Dive Brief:
- North Carolina has officially expanded Medicaid to more of its low-income residents.
- As of Friday, about 600,000 more people in the state have access to the safety-net insurance coverage. Before, North Carolina had about 2.9 million people in Medicaid, according to the state’s health department.
- North Carolina passed legislation approving expansion in March, following a prolonged political battle in the state.
Dive Insight:
North Carolina is the 40th state to expand Medicaid under the Affordable Care Act, following other recent expansions in Missouri, Oklahoma and South Dakota.
Expanding Medicaid provides insurance to people who make too much money to qualify for traditional Medicaid, but too little to qualify for federal subsidies for plans in the ACA exchanges.
Red states — traditionally leery of expanding government-funded programs — have become increasingly open to considering expansion a decade after the government gave them the option to extend Medicaid insurance to a larger share of their low-income populations.
Ten states have yet to expand Medicaid: Alabama, Florida, Georgia, Kansas, Mississippi, South Carolina, Tennessee, Texas, Wisconsin and Wyoming.
The Biden administration on Friday urged the holdout states to expand Medicaid, saying that 3.5 million uninsured or underinsured Americans would be able to gain Medicaid coverage if the states approved expansion.

_Work order A_:
In the article on North Carolina's Medicaid expansion, how many more people in the state gained access to Medicaid coverage as of Friday?
_Work order B_:
Pick up the article on North Carolina's Medicaid expansion after its final sentence and write the paragraph that comes next.

_Extracted information_:
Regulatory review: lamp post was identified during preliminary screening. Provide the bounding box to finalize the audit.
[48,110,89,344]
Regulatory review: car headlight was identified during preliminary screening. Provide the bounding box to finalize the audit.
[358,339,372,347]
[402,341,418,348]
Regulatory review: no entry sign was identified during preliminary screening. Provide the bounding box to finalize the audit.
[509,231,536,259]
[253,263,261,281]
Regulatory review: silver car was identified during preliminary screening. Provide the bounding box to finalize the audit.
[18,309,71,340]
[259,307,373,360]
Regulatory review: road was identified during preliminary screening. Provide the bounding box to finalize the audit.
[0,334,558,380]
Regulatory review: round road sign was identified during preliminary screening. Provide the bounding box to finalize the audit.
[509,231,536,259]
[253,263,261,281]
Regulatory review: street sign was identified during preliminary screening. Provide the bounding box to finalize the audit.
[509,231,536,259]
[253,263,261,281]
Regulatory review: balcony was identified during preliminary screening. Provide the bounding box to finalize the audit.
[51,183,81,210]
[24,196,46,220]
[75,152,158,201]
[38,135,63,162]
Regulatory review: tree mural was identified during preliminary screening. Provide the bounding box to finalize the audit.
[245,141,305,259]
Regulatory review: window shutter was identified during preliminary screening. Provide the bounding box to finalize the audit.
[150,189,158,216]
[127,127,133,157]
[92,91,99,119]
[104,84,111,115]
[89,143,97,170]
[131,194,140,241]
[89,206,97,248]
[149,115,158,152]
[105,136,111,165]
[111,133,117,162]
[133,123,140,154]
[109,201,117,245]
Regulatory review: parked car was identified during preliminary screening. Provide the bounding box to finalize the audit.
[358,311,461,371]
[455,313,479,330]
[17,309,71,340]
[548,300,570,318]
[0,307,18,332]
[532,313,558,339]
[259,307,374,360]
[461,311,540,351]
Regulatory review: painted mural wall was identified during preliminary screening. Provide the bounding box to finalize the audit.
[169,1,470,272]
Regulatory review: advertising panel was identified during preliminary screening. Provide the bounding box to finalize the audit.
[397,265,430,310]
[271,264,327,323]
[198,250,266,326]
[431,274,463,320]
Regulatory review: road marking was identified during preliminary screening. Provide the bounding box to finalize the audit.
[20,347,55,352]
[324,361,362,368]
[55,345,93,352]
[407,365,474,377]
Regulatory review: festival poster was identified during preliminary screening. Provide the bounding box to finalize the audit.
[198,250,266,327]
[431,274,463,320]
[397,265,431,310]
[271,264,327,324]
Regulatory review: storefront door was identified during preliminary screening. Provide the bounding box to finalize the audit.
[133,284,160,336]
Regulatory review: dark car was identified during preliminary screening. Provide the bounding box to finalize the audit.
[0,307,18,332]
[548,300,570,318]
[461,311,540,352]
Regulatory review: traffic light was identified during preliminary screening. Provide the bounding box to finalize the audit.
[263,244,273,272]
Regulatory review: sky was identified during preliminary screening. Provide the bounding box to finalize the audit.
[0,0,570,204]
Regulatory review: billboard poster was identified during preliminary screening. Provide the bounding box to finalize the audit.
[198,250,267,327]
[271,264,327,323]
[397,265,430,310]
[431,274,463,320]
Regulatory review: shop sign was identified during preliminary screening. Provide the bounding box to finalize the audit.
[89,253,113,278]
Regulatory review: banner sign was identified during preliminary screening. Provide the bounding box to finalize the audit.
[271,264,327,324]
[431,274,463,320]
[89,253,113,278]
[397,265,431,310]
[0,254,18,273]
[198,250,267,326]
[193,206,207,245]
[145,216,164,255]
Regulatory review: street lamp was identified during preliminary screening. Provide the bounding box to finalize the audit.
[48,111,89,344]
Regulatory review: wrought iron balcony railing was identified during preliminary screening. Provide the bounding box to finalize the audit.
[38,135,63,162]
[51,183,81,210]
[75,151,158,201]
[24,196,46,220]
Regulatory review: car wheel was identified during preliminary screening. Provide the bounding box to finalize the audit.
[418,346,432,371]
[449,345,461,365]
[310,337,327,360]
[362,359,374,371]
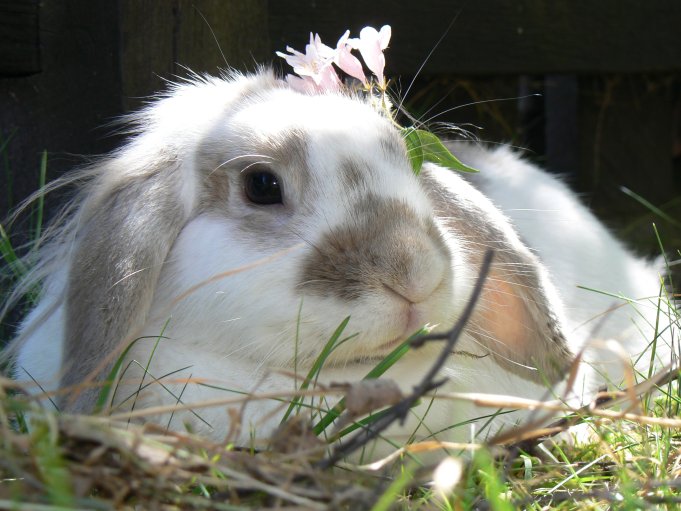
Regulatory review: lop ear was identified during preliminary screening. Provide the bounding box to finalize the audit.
[421,166,573,383]
[61,153,194,412]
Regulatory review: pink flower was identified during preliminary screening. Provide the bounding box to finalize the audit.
[277,34,341,92]
[334,30,367,85]
[348,25,391,88]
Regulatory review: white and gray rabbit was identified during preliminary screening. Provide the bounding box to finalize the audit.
[5,71,669,454]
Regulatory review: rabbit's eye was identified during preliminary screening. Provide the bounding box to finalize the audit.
[244,170,283,204]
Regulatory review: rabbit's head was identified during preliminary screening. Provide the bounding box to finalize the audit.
[15,72,570,409]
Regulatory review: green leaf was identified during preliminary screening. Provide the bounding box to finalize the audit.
[402,128,423,176]
[414,130,478,172]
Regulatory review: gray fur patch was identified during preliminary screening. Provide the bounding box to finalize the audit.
[61,162,185,412]
[299,195,449,301]
[339,158,369,190]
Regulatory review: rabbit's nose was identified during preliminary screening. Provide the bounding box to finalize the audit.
[381,232,449,304]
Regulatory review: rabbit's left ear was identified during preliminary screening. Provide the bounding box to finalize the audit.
[421,165,573,383]
[61,153,195,412]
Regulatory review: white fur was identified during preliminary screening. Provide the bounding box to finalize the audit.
[7,71,672,456]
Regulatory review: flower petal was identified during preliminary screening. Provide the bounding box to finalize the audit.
[334,30,367,85]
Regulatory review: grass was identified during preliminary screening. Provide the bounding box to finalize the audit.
[0,151,681,511]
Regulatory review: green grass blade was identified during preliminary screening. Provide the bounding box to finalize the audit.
[620,186,681,228]
[281,316,350,424]
[371,463,416,511]
[312,328,420,435]
[94,334,168,413]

_Response A_:
About 600,000 more people.

_Response B_:
North Carolina’s expansion should help reduce the number of uninsured individuals in the state. Last year, 9.4% of its population was uninsured, the tenth highest uninsured rate in the nation, according to KFF.
The expansion will also boost rolls — and revenue — for the managed care organizations that participate in North Carolina’s Medicaid program. Centene has 34% of North Carolina’s managed care Medicaid lives, while Elevance has 27% and UnitedHealthcare has 21%.
Those payers should particularly benefit from the expansion, assuming that additional Medicaid lives are allocated based on market share and current per-member per-month fees, Credit Suisse analysts said when North Carolina’s expansion was announced earlier this year.
Medicaid enrollment swelled over the COVID-19 pandemic and became the largest source of healthcare coverage in the U.S., covering more than 90 million people as of the end of 2022. However, millions of people have lost Medicaid coverage this year after states were allowed to resume checking member eligibility in the program following a pandemic pause.